SHORT TASK 1: Find each line in the records that contains the string "apartment", and copy those lines.

PASSAGE TO READ:

***

Elaborating, after failures to turn the Soviet Union into a German vassal state segued into the Holocaust, Ullrich says that, “… without Hitler and his eliminatory anti-Semitism, the genocide of European Jews would not have happened.”
Ullrich recognizes that sycophants wanting to ingratiate themselves were enthusiastic enablers: “The sheer fact of an all-mighty dictator with well-known anti-Semitic obsessions provided a powerful impetus for the careerists around him to try to advance themselves by making suggestions and showing initiative of their own on ‘Jewish policy.’ Indeed, very often they tried to outdo one another.”
Perpetrators of “the unprecedented horror, … a crime unique in human history… [were shielded by the fact that, more] than any official policy of secrecy, it was the sheer monstrosity of the truth itself that kept it from becoming more widely acknowledged.”

***

[Stored records]
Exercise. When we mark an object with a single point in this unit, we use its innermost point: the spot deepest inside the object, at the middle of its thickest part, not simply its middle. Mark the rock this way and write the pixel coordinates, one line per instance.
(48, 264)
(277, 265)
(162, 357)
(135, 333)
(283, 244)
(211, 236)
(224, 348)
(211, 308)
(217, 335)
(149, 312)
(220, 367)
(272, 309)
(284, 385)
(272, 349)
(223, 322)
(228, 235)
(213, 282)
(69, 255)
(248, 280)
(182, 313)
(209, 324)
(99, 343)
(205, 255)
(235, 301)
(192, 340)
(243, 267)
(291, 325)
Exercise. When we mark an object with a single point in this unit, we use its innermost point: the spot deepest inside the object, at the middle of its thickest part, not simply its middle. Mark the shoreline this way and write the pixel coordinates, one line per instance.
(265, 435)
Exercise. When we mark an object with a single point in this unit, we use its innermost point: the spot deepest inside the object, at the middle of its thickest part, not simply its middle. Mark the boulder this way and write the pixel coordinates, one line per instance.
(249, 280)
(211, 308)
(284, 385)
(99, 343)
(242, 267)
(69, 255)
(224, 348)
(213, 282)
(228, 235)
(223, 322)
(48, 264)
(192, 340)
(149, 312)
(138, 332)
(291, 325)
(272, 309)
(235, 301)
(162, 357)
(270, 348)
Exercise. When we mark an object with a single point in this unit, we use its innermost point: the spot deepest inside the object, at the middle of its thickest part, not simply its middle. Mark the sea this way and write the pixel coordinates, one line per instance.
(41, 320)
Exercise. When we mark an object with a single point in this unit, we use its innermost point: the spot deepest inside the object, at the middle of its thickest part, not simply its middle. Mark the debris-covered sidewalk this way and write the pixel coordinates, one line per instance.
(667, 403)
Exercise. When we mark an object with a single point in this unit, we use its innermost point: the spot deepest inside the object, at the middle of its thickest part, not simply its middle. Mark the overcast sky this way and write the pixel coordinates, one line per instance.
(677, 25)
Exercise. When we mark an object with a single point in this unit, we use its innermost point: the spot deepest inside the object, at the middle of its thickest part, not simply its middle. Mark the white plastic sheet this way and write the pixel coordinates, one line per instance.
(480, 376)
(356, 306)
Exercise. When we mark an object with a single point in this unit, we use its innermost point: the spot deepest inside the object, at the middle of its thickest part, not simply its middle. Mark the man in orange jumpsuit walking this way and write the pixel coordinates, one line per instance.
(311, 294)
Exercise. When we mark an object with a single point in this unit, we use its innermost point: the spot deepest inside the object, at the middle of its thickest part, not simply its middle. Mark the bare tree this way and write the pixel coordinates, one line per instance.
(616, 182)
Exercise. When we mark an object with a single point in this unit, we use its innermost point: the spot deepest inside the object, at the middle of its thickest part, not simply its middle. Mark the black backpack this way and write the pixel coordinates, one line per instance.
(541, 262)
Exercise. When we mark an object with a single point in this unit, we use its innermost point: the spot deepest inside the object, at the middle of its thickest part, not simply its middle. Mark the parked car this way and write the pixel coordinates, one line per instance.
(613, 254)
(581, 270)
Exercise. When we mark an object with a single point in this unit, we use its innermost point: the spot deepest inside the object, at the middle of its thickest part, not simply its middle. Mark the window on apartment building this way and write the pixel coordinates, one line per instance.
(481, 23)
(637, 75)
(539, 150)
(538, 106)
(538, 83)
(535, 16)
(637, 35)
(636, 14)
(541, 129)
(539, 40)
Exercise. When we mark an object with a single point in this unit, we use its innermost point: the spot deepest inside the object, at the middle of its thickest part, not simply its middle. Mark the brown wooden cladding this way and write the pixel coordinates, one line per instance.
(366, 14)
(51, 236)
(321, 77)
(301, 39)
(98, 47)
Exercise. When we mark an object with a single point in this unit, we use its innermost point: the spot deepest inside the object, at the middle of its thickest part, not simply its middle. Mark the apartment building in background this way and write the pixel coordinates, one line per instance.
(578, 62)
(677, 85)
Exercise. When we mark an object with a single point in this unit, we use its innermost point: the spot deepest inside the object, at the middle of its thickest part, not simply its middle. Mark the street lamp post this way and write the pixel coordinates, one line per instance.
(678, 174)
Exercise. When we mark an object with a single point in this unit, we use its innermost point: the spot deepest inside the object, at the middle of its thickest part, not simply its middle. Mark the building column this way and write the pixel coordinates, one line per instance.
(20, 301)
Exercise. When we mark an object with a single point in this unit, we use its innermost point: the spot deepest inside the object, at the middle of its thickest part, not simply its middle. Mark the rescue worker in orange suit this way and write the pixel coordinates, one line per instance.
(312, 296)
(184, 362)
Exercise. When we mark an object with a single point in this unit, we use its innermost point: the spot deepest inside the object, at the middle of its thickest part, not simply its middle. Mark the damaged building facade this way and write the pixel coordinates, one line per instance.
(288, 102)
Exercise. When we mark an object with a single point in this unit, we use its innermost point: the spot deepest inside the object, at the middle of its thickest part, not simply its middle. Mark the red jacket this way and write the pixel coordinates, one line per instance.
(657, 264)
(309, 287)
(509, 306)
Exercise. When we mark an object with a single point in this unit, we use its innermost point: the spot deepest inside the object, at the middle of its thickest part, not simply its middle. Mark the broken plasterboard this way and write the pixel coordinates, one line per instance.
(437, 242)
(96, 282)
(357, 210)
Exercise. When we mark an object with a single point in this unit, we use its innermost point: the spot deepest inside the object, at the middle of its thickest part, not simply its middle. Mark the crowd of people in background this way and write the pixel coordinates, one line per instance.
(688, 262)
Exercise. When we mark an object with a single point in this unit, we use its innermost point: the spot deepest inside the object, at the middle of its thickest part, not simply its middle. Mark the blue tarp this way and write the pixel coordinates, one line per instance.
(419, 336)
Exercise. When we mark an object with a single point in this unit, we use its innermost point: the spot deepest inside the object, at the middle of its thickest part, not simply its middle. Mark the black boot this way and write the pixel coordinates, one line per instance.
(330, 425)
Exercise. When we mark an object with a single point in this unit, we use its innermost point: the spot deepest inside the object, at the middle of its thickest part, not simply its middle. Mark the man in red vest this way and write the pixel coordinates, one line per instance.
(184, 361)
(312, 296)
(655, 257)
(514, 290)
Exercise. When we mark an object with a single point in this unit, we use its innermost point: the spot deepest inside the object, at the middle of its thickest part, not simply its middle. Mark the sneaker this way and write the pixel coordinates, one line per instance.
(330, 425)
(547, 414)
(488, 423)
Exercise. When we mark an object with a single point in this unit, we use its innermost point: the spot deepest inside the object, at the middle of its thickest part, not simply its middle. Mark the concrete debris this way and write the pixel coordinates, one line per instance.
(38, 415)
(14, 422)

***

SHORT TASK 2: In the passage on Hitler and the Holocaust, what does Ullrich say gave careerists a powerful impetus to make suggestions of their own on "Jewish policy"?

FINISHED ANSWER 1:
Exercise. When we mark an object with a single point in this unit, we use its innermost point: the spot deepest inside the object, at the middle of its thickest part, not simply its middle. Mark the window on apartment building this way and write the pixel coordinates, one line per instance.
Exercise. When we mark an object with a single point in this unit, we use its innermost point: the spot deepest inside the object, at the middle of its thickest part, not simply its middle. Mark the apartment building in background this way and write the pixel coordinates, one line per instance.

FINISHED ANSWER 2: The sheer fact of an all-mighty dictator with well-known anti-Semitic obsessions.